(Text segment)

Fooling ourselves with labels
Sadly, we are all suckers for the commercial messages which assail us from all sides. We must be gullible else why would the advertisers persist? Advertising is expensive, so it must be proving lucrative for the purveyors of the goods. Some environmental labels have stood the test of time as consumer bait; “organic” is one, “locally grown” another, and “GMO-free” is widely used to sell products to consumers who really have no idea what the terms imply.
Precise labels may serve a valid purpose in connecting buyers to products which match their preferences and beliefs, e.g. “vegan”, but some are much vaguer and in need of careful interpretation. One such descriptor is “organic” where consumers do not realize or bother to investigate the environmental implications, e.g. organic cotton has very high water and land cultivation demands which the cotton bag purveyors don’t mention.
The final word
I’ve lived in a few places in Asia where lime-green recycling trucks did not exist. Come to think of it, neither did garbage bins or recycling boxes. Plastic bags did certainly exist – in their zillions, and the discarded ones clogged every drainage ditch and every sluiceway, and wound up floating along all the drainage canals and even out into the open ocean. I recently read that sixteen African countries have now levied a tax on disposable plastic bags or else have banned their use and importation entirely. Progress indeed. Perhaps we should follow.
Thanks, Stan! This is a thoughtful and educating piece. You present a helpful perspective. It’s time for me to rethink a few of my “green” practices and choices.
Lillian and I once made a dozen or so small, cotton produce bags out of an old sheet. Been using them for years. Perhaps I can turn an old t-shirt into a tote bag.
Meanwhile, “repair” has long been one of my favourite “R” words.
Thanks again, Stan.
Very sensible Stan. I’m not one to get terribly upset about plastics (like plastic bags), if they can be disposed of properly. The carbon in plastic is locked in, basically (although manufacturing them can be problematic). We take carbon in the form of oil or gas or coal out of the ground, use it in the form of plastic, then bury it in landfills — still not in the atmosphere. Meanwhile we get use of a convenient product. If we can manufacture plastic without many emissions, what’s the problem? The point of the exercise is to stop disrupting the natural carbon cycle by putting too much carbon in the form of CO2 into the air and oceans.
Wow, Stan, good summary. Heartening and depressing alike.
I find the author’s conclusions very depressing. Good analysis but lacking in solutions. We are all grappling with the household and shopping decisions as we periodically emerge from our silos in the expectation that someone will take away what we take out. Major expenditures have largely been put on one side until we can establish our income levels and look at our aging profiles. Will we be around to make those environmentally friendly big dollar purchases? Some hopes!
However, my real reason for writing is to take issue with the comments on water bottles. By clicking the link below you will see below two bottles, one recently purchased at the hardware store and easily sanitized but expensive to produce using the author’s analysis of where the various components come from and with high priced labour. The other wooden bottle was purchased in Kathmandu. The retained smell indicates that for many years it carried Tibetan tea, an acquired drink. I think that perhaps this indicates its origin. It is carefully crafted by poor artisans and obviously durable. I have no idea of the type of wood, but we know that wood is not plentiful in Tibet. So maybe our local artisans should get to work with newly designed, environmentally friendly, bottles based on wood from trees grown especially for that purpose! Mr Author, think outside of the box (wooden of course!).

(End Text segment)

§ Work request A: Return the part of the passage on labels and plastic bags between "Lillian and I" and "a tote bag.", inclusive, copied without any changes.
§ Work request B: In the passage on labels and plastic bags, why is one commenter not terribly upset about plastic bags that can be disposed of properly? Answer in one to three sentences.

(Supplied entries)

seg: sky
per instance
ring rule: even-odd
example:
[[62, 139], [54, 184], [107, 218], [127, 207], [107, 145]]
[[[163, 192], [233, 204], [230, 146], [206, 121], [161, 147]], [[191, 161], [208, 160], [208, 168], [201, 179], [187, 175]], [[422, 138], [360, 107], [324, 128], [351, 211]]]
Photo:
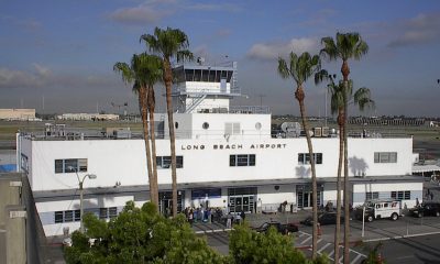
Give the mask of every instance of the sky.
[[[136, 97], [113, 65], [146, 51], [142, 34], [169, 26], [188, 35], [196, 57], [238, 62], [246, 97], [232, 105], [295, 116], [296, 85], [279, 77], [277, 58], [318, 54], [321, 37], [358, 32], [370, 50], [349, 61], [350, 78], [371, 89], [375, 108], [351, 107], [351, 114], [440, 117], [438, 0], [0, 0], [0, 108], [120, 113], [128, 102], [136, 112]], [[341, 77], [340, 61], [323, 59], [322, 67]], [[305, 88], [307, 114], [323, 117], [324, 84]]]

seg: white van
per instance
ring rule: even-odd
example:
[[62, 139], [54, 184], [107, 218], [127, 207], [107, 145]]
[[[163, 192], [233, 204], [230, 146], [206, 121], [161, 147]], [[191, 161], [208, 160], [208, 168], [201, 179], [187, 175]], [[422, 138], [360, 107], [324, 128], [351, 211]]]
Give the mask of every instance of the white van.
[[[365, 207], [365, 215], [363, 209]], [[396, 221], [402, 216], [402, 202], [398, 200], [371, 200], [364, 206], [356, 208], [355, 217], [362, 220], [364, 215], [365, 220], [372, 222], [375, 219], [388, 218]]]

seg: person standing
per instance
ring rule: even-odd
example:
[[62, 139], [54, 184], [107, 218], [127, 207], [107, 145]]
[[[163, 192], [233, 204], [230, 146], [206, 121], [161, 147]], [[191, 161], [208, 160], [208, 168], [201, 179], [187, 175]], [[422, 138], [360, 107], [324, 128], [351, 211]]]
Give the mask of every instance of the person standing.
[[189, 221], [189, 224], [193, 227], [193, 222], [194, 222], [193, 209], [190, 209], [188, 212], [188, 221]]
[[246, 217], [246, 215], [244, 213], [243, 209], [240, 212], [240, 217], [241, 217], [241, 222], [244, 223], [244, 218]]
[[228, 213], [228, 218], [227, 218], [227, 229], [232, 228], [232, 216], [231, 212]]

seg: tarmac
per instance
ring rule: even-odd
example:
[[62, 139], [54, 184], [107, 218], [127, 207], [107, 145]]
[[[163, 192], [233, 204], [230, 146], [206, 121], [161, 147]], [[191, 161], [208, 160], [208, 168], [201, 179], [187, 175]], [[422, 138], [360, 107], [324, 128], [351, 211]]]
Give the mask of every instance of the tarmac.
[[[433, 201], [440, 202], [440, 186], [435, 183], [425, 183], [425, 193], [427, 188], [430, 193], [433, 193]], [[428, 199], [430, 200], [430, 199]], [[311, 227], [305, 227], [299, 222], [307, 217], [311, 216], [311, 210], [298, 210], [297, 212], [276, 212], [276, 213], [249, 213], [245, 217], [245, 221], [251, 227], [258, 227], [267, 221], [279, 221], [282, 223], [297, 223], [299, 226], [299, 232], [295, 233], [294, 246], [305, 252], [311, 250]], [[388, 220], [377, 220], [372, 223], [365, 223], [364, 232], [362, 231], [362, 221], [352, 220], [350, 224], [350, 244], [351, 249], [351, 263], [361, 263], [366, 257], [366, 252], [359, 250], [362, 243], [378, 242], [386, 240], [400, 240], [421, 235], [440, 234], [440, 221], [437, 218], [413, 218], [402, 217], [396, 222]], [[232, 226], [233, 228], [233, 226]], [[223, 222], [195, 222], [193, 224], [195, 233], [207, 237], [217, 235], [223, 238], [224, 244], [221, 253], [228, 254], [228, 233], [231, 229], [226, 227]], [[321, 227], [321, 234], [318, 237], [318, 253], [326, 253], [330, 258], [332, 256], [333, 249], [333, 237], [334, 237], [334, 224]], [[343, 241], [343, 223], [341, 226], [341, 250]], [[64, 237], [48, 238], [52, 246], [51, 263], [64, 263], [62, 253], [62, 241]], [[208, 238], [209, 242], [209, 238]]]

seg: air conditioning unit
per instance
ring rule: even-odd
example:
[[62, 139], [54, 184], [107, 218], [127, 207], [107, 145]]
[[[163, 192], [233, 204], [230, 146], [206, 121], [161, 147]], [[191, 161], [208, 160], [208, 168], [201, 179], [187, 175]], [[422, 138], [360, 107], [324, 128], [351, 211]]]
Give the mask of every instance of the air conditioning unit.
[[322, 127], [322, 138], [328, 138], [330, 134], [329, 127]]
[[314, 128], [314, 135], [315, 135], [315, 138], [321, 138], [322, 136], [322, 128]]

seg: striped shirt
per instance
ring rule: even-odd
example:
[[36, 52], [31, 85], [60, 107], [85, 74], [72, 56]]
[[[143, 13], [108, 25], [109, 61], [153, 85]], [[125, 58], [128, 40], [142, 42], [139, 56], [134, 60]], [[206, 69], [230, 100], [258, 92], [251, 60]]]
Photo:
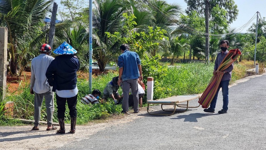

(End Supplied entries)

§ Written answer A:
Lillian and I once made a dozen or so small, cotton produce bags out of an old sheet. Been using them for years. Perhaps I can turn an old t-shirt into a tote bag.

§ Written answer B: The commenter says the carbon in plastic is basically locked in. Carbon taken from the ground as oil, gas or coal is used as plastic and then buried in landfills, so it never reaches the atmosphere. Because the goal is to stop putting too much carbon as CO2 into the air and oceans, plastic made without many emissions is not seen as a problem.